## Excerpt to read
____________

Thu, 07th Apr 2016 16:17

LONDON (Alliance News) - The gains seen at the open in London as investors cheered dovish minutes from the US Federal Reserve were erased Thursday, with stocks ending lower after the oil price reversed from its rally on Wednesday.

The FTSE 100 ended down 0.4%, or 24.74 points, at 6,136.89. In Europe, the CAC 40 in Paris closed down 0.9% and the DAX 30 in Frankfurt ended down 1.0%.

"After resisting the temptation to join its global peers in the red, the FTSE 100 had little choice but acquiesce as the session began to wrap up," said Spreadex analyst Connor Campbell. "The main catalyst for this shift in sentiment was Brent Crude's reversal of its earlier gains".

Crude gave back some of the gains made late Wednesday and overnight, when it was boosted by data from the US Energy Information Administration showing a reduction in US crude oil inventories. The EIA said its crude oil inventory fell by 4.9 million barrels in the week ending April 1. It was the first fall in the EIA's crude oil stocks in eight weeks.

That boosted Brent oil, with the North Sea benchmark hitting a high of USD40.26 overnight. However, the rally ran out of steam and Brent was quoted at USD38.93 a barrel at the London equities close on Thursday, below the USD39.38 a barrel at the same time Wednesday. Meanwhile, US benchmark West Texas Intermediate was at USD37.08 a barrel at the close Thursday against USD37.60 late Wednesday.

____________

## Items
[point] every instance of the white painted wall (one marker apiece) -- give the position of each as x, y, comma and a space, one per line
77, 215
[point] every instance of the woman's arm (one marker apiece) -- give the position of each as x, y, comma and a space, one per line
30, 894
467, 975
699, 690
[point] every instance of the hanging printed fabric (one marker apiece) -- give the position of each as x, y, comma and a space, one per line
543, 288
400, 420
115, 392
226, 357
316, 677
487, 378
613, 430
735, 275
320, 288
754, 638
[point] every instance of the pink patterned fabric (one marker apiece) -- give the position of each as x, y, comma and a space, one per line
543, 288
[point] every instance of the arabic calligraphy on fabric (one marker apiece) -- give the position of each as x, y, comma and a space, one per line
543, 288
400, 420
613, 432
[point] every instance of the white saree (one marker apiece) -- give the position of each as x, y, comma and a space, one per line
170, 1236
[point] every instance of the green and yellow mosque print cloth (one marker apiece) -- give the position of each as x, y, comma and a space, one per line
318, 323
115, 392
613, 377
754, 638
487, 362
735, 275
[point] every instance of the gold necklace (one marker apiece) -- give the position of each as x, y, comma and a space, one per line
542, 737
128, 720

____________

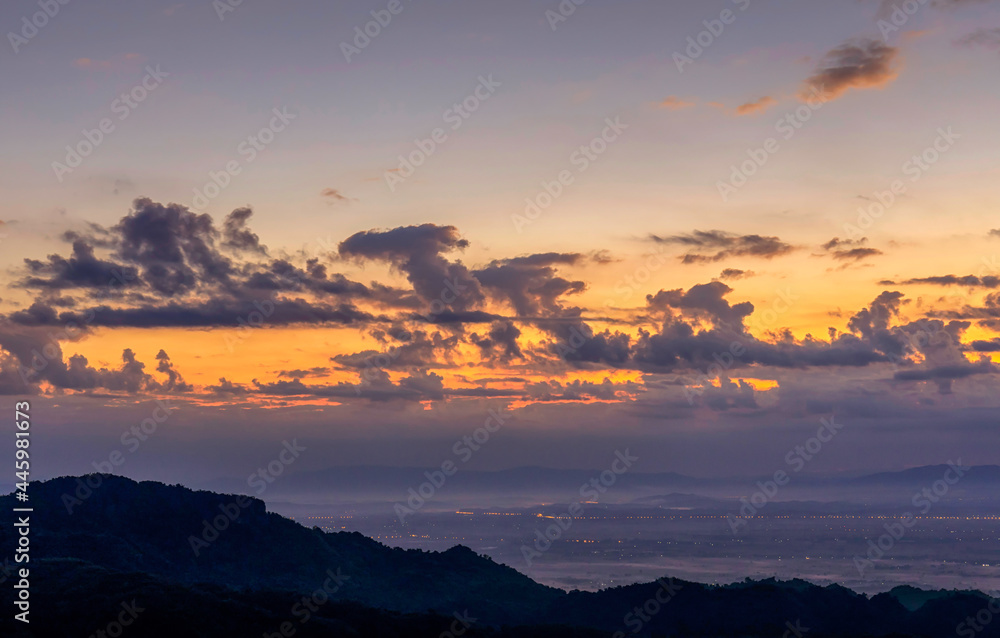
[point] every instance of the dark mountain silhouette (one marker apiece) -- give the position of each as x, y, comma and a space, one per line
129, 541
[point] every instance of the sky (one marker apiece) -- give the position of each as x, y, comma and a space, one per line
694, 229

____________

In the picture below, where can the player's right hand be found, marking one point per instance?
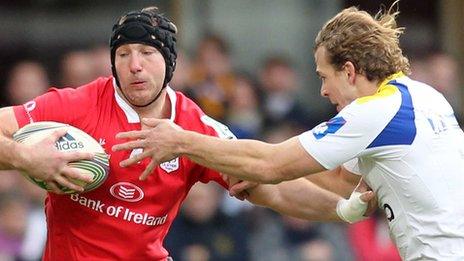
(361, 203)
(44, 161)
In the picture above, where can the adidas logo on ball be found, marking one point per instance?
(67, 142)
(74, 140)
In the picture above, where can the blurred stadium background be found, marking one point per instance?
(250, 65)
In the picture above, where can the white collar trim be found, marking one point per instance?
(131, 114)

____________

## Things to do
1. Name every stock market index that the market report gives a closing figure for.
2. Do these statements agree with the market report? Answer yes or no for each, quoting the words that decide it.
(a) The FTSE 100 closed at 6,136.89.
(b) The EIA reported that its crude oil inventory rose by 4.9 million barrels.
(c) Brent hit a high of USD40.26 overnight.
3. Reproduce the market report word for word, everything from "The FTSE 100 ended" down to "in eight weeks.".
The material has no connection to the market report.

## Responses to the tasks
1. FTSE 100, CAC 40, DAX 30

2.
(a) Yes: "The FTSE 100 ended down 0.4%, or 24.74 points, at 6,136.89."
(b) No: "The EIA said its crude oil inventory fell by 4.9 million barrels in the week ending April 1."
(c) Yes: "the North Sea benchmark hitting a high of USD40.26 overnight"

3.
The FTSE 100 ended down 0.4%, or 24.74 points, at 6,136.89. In Europe, the CAC 40 in Paris closed down 0.9% and the DAX 30 in Frankfurt ended down 1.0%.

"After resisting the temptation to join its global peers in the red, the FTSE 100 had little choice but acquiesce as the session began to wrap up," said Spreadex analyst Connor Campbell. "The main catalyst for this shift in sentiment was Brent Crude's reversal of its earlier gains".

Crude gave back some of the gains made late Wednesday and overnight, when it was boosted by data from the US Energy Information Administration showing a reduction in US crude oil inventories. The EIA said its crude oil inventory fell by 4.9 million barrels in the week ending April 1. It was the first fall in the EIA's crude oil stocks in eight weeks.